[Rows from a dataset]
* start *
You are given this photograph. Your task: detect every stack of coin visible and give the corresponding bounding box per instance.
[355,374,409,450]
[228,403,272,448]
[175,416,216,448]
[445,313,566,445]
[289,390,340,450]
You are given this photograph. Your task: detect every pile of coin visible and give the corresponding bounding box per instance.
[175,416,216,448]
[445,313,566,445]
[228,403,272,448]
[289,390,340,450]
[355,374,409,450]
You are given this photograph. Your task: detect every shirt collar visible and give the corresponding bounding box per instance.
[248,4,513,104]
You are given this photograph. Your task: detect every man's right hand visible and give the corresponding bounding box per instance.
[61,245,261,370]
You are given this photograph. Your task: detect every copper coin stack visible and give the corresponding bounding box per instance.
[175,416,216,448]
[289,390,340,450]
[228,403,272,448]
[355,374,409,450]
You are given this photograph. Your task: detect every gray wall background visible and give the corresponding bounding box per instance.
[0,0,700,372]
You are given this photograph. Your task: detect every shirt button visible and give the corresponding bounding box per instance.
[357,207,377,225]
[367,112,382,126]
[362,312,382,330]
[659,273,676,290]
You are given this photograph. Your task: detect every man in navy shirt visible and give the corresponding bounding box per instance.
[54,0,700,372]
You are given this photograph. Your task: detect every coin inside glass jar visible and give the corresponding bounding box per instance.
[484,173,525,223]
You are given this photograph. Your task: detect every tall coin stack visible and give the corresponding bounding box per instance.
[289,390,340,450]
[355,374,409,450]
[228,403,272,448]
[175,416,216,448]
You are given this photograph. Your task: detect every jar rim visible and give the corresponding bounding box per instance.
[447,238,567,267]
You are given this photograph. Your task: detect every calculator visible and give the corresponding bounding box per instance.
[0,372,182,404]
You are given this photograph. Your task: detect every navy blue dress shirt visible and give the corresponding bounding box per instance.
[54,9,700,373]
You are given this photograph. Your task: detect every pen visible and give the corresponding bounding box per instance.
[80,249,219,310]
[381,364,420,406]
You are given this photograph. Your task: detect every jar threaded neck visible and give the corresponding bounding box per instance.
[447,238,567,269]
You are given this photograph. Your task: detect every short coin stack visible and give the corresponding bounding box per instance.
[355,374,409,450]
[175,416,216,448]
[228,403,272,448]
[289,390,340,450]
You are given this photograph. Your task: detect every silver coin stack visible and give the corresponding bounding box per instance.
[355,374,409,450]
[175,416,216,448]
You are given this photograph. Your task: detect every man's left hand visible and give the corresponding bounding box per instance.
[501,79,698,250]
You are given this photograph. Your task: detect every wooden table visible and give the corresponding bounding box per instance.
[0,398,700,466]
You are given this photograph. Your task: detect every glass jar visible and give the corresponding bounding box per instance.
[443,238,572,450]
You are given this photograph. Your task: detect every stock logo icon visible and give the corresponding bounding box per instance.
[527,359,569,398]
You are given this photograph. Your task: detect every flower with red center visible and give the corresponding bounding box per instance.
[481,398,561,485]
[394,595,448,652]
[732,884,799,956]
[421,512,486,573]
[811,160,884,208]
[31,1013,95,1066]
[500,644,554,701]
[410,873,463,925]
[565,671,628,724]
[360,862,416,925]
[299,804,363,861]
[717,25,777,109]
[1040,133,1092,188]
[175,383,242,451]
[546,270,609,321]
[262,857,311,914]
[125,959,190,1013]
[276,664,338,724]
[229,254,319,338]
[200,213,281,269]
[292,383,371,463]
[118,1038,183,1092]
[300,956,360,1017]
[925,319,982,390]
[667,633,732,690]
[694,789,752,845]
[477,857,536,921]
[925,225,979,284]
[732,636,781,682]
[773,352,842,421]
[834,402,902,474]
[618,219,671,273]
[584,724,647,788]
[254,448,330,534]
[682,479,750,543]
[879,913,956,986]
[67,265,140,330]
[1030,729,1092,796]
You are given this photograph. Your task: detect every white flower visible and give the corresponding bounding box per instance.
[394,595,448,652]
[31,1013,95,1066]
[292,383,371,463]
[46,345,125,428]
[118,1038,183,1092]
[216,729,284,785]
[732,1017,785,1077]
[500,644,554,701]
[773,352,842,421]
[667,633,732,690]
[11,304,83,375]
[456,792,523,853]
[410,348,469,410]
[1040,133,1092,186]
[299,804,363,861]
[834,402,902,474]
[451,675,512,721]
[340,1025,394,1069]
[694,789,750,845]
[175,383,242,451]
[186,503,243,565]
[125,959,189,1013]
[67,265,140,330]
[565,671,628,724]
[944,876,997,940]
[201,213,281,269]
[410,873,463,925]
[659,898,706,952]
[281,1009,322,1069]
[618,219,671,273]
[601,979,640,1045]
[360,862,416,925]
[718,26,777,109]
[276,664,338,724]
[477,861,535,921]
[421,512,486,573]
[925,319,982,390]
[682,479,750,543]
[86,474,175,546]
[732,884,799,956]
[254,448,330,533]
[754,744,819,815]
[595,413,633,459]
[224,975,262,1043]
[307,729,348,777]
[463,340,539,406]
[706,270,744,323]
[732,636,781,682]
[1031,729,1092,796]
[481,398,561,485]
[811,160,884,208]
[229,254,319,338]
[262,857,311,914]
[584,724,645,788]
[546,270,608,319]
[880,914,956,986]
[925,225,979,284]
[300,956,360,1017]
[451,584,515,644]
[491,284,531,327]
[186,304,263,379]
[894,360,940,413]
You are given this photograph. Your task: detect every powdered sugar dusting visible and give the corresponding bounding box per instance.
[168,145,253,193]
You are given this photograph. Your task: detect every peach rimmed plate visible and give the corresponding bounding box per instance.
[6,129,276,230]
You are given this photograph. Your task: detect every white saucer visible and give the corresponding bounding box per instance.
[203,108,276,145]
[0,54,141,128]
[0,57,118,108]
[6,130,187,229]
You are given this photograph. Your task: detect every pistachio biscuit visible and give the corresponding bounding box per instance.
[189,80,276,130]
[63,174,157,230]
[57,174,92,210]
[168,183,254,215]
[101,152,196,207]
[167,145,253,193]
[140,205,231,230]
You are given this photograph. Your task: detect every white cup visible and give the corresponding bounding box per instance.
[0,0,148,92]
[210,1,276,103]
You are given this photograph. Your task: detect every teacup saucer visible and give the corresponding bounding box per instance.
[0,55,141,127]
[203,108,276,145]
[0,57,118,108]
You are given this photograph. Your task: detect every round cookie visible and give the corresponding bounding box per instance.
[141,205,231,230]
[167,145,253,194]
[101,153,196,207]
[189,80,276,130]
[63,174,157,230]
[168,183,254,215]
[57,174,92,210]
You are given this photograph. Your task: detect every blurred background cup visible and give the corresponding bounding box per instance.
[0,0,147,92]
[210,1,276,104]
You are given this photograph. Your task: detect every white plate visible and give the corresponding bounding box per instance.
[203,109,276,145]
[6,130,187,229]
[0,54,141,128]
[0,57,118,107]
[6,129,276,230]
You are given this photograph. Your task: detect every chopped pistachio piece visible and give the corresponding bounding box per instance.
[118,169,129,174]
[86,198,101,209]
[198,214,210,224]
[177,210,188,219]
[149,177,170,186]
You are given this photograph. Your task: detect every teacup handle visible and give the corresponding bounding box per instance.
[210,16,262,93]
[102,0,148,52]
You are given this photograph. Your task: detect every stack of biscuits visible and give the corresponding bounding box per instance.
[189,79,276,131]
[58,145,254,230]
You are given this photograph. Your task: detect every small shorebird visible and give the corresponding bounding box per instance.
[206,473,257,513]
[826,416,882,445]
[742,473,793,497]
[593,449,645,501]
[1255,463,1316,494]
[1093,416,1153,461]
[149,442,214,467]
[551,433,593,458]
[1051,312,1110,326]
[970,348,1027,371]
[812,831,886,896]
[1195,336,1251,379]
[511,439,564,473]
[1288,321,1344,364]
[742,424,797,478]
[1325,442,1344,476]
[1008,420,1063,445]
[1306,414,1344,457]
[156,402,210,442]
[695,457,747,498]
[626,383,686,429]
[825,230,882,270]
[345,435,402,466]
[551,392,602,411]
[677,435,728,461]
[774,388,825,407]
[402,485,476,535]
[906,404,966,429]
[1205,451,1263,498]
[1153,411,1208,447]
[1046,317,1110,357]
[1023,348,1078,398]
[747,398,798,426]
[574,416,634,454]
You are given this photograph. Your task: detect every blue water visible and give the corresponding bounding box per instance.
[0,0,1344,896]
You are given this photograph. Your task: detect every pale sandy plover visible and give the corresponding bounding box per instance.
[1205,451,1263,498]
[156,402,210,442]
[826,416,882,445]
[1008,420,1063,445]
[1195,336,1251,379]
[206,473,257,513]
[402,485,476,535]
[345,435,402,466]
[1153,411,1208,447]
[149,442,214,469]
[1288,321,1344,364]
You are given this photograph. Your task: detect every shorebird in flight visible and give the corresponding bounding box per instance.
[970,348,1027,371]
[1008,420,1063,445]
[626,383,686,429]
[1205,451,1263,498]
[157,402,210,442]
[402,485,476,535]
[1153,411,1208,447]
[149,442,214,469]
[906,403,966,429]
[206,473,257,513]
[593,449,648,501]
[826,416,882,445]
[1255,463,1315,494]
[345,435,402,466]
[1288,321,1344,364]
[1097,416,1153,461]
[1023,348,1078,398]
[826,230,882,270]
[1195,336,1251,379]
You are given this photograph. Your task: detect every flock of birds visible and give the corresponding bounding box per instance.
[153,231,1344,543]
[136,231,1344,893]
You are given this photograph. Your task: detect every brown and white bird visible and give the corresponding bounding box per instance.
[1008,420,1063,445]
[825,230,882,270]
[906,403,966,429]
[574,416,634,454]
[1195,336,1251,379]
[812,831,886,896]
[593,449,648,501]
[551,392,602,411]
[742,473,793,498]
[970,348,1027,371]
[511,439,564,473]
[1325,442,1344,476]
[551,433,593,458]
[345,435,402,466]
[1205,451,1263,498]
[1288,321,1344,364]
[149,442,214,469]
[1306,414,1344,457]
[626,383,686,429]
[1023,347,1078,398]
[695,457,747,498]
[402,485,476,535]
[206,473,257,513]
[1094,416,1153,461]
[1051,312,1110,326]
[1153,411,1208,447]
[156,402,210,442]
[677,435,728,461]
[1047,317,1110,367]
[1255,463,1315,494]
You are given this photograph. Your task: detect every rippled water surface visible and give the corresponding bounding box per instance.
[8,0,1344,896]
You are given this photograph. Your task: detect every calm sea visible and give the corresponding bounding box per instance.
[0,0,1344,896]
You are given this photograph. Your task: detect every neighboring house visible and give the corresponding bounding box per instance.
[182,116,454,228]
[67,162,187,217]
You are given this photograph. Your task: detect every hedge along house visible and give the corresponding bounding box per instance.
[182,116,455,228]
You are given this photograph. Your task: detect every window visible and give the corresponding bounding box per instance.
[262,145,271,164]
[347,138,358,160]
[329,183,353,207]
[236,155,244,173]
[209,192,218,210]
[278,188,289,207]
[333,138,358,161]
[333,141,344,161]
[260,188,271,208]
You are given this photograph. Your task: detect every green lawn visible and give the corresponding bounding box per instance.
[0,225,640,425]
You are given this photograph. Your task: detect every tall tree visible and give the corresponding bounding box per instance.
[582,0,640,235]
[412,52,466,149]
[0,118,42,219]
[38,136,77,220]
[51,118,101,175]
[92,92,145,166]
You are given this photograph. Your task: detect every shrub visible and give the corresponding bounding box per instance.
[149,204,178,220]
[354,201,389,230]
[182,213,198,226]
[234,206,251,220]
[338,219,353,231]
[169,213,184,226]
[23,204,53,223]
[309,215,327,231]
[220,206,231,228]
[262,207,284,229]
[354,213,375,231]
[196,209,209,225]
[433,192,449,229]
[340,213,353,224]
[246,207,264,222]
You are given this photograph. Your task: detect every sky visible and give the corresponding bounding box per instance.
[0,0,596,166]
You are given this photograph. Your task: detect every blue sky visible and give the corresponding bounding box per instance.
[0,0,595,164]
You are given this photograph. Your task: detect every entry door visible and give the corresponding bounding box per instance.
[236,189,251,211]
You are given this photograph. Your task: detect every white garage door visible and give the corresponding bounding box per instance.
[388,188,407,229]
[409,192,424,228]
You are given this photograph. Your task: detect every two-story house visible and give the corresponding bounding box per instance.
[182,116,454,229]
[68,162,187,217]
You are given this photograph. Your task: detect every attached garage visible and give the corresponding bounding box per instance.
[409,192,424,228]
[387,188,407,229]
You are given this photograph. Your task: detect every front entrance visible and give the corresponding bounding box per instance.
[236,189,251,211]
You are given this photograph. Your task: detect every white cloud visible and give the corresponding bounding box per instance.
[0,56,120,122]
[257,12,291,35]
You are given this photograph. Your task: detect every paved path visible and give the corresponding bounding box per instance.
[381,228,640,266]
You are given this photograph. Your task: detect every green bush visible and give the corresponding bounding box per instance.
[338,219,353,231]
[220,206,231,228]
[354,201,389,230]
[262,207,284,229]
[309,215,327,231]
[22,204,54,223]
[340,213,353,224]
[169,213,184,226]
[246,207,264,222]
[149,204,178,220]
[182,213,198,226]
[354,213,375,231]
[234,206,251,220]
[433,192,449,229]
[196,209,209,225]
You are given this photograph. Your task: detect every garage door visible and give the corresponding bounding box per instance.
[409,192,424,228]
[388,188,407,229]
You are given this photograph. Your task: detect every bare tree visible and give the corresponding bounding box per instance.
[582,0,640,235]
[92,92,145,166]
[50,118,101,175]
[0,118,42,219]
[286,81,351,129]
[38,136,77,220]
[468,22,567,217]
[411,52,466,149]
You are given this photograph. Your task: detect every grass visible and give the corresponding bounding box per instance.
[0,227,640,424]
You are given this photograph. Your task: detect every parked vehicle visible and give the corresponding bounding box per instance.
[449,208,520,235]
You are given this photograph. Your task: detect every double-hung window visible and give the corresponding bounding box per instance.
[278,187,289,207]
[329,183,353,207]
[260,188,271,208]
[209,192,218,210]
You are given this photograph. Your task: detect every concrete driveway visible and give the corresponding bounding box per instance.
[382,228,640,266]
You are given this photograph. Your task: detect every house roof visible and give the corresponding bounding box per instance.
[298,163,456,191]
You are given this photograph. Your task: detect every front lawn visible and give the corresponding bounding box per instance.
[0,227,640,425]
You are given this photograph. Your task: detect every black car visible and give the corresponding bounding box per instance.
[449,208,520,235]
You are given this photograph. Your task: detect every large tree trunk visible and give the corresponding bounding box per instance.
* end *
GOAL =
Copy out the material from the line with "You are given this photograph. Your task: detect every man in" up to and including the line with "[0,372,182,404]", word for word.

SOLUTION TO THE PROBLEM =
You are given this photograph. Your task: detect every man in navy shirt visible and give the corresponding bounding box per instance.
[54,0,700,372]
You are given this photograph. Your task: detect every coin inside glass jar visible and give the corresponding bounding box per instance.
[484,173,525,223]
You are given this photograph. Your task: detect every tall coin stack visible and give the corresponding bounding box per instance.
[289,390,340,450]
[355,374,409,450]
[228,403,272,448]
[175,416,216,448]
You are given this photograph. Your task: detect every jar rim visible and give the corresponding bounding box per instance.
[447,238,567,267]
You are given this photograph. Your task: detect every calculator visible and give the corresponding bounding box per instance.
[0,372,182,404]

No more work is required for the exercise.